--- BEGIN ---
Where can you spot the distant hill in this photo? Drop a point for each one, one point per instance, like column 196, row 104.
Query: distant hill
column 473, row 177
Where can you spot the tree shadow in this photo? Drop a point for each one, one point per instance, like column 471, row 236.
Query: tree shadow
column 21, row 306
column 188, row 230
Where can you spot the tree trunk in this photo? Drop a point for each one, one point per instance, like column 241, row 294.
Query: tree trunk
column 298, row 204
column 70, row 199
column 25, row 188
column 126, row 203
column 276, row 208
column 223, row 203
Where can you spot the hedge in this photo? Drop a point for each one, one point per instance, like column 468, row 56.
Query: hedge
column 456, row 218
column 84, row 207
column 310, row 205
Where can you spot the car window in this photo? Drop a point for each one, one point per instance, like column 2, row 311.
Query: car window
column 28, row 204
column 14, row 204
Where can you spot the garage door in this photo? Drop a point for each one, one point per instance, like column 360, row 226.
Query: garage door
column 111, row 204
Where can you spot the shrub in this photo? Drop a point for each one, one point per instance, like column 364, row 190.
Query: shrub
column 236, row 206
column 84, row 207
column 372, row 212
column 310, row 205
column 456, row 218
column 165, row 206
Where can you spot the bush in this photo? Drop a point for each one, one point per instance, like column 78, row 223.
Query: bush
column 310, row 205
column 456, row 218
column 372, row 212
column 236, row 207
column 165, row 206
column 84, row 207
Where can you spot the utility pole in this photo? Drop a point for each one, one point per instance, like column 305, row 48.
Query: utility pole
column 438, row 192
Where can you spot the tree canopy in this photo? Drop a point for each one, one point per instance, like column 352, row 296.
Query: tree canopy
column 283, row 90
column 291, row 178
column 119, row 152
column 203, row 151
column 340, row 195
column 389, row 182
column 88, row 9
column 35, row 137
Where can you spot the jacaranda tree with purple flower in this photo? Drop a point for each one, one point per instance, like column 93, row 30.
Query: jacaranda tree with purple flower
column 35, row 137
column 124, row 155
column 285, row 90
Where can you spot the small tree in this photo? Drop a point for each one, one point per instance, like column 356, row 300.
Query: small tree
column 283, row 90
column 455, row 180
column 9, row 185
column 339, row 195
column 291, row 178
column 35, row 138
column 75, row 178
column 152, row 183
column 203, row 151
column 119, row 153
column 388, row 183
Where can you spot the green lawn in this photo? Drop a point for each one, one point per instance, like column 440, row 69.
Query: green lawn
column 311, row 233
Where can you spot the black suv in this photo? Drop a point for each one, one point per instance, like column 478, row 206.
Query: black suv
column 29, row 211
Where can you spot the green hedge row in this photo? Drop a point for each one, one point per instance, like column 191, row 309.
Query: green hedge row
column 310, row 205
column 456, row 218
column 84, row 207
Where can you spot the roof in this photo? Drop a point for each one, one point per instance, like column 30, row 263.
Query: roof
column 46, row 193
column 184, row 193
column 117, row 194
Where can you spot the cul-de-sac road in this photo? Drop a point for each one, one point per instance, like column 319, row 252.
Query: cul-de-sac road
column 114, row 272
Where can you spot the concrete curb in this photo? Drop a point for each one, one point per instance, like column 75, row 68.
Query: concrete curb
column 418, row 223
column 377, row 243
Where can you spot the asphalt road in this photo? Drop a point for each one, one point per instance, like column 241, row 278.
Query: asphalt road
--- END ---
**What to produce**:
Return all of the data word for word.

**The result**:
Where can you spot the distant hill in this photo? Drop a point for each one, one point per instance, like column 196, row 104.
Query: distant hill
column 473, row 177
Where can you spot the tree shadow in this photo? Drop a point for each one, one point per instance, like column 471, row 236.
Query: tree shadow
column 21, row 306
column 188, row 230
Where can you spot the tree trunk in this photo? Drop a point for each one, one point per instance, like column 241, row 294.
Query: tree trunk
column 298, row 204
column 70, row 199
column 25, row 188
column 126, row 203
column 276, row 208
column 223, row 203
Where can you spot the hedge in this photo? Drop a point for each one, one point per instance, like column 468, row 56.
Query: hedge
column 456, row 218
column 84, row 207
column 310, row 205
Where can you spot the car window in this photo? Drop a point for each one, one point per instance, like column 2, row 311.
Query: car window
column 28, row 204
column 14, row 204
Where can you spot the garage door in this photo? Drop a point for each one, one point per instance, like column 360, row 226.
Query: garage door
column 111, row 204
Where can you spot the shrub in this photo? Drop a point for each one, one point per instance, like column 364, row 190.
Query: shrub
column 236, row 206
column 84, row 207
column 372, row 212
column 310, row 205
column 456, row 218
column 165, row 206
Where can you spot the bush in this photo? Drop a point for each one, one point per instance, like column 78, row 223.
Query: bush
column 310, row 205
column 456, row 218
column 372, row 212
column 236, row 207
column 165, row 206
column 84, row 207
Where can you spot the utility pole in this photo? Drop a point for each one, one point per instance, like column 305, row 48.
Query: utility pole
column 438, row 192
Where can you spot the tree canopy in this photo? Drop a point for each one, one point per instance, like column 352, row 296.
Query: tree canopy
column 283, row 90
column 291, row 178
column 119, row 152
column 203, row 151
column 340, row 195
column 389, row 182
column 88, row 9
column 35, row 137
Where can you spot the jacaranda tree with purple flower in this photo? Drop a point for each one, one point per instance, like column 93, row 30.
Query: jacaranda tree with purple flower
column 35, row 137
column 124, row 155
column 285, row 90
Where can you spot the small tree in this photo? Drop a point for each one, one point per instance, like column 356, row 300.
Query: small tree
column 283, row 90
column 455, row 180
column 9, row 185
column 339, row 195
column 291, row 178
column 35, row 138
column 75, row 178
column 152, row 183
column 203, row 151
column 119, row 153
column 388, row 183
Where can you spot the green lawn in this photo? Drop a point for each one, one point per instance, like column 440, row 69.
Query: green lawn
column 311, row 233
Where can you spot the black suv in this photo? Drop a point for each one, one point per instance, like column 478, row 206.
Query: black suv
column 29, row 211
Where can you spot the green hedge row in this photo? Drop a point for each one, one point per instance, like column 191, row 309.
Query: green hedge row
column 310, row 205
column 456, row 218
column 84, row 207
Where can you spot the roof in this photo? Drop a point for each one, one point per instance, like column 30, row 263.
Query: roof
column 46, row 193
column 184, row 193
column 117, row 194
Where can you spot the cul-de-sac road in this photo? Drop a point for each one, one point per instance, like column 319, row 252.
Query: cul-de-sac road
column 114, row 272
Where can you spot the concrete curb in this photo? Drop a point for each one, one point per instance, like column 75, row 68.
Query: concrete curb
column 418, row 223
column 377, row 243
Where can you spot the asphalt road in this photo? Drop a point for each one, one point per instance, like column 241, row 278.
Query: asphalt road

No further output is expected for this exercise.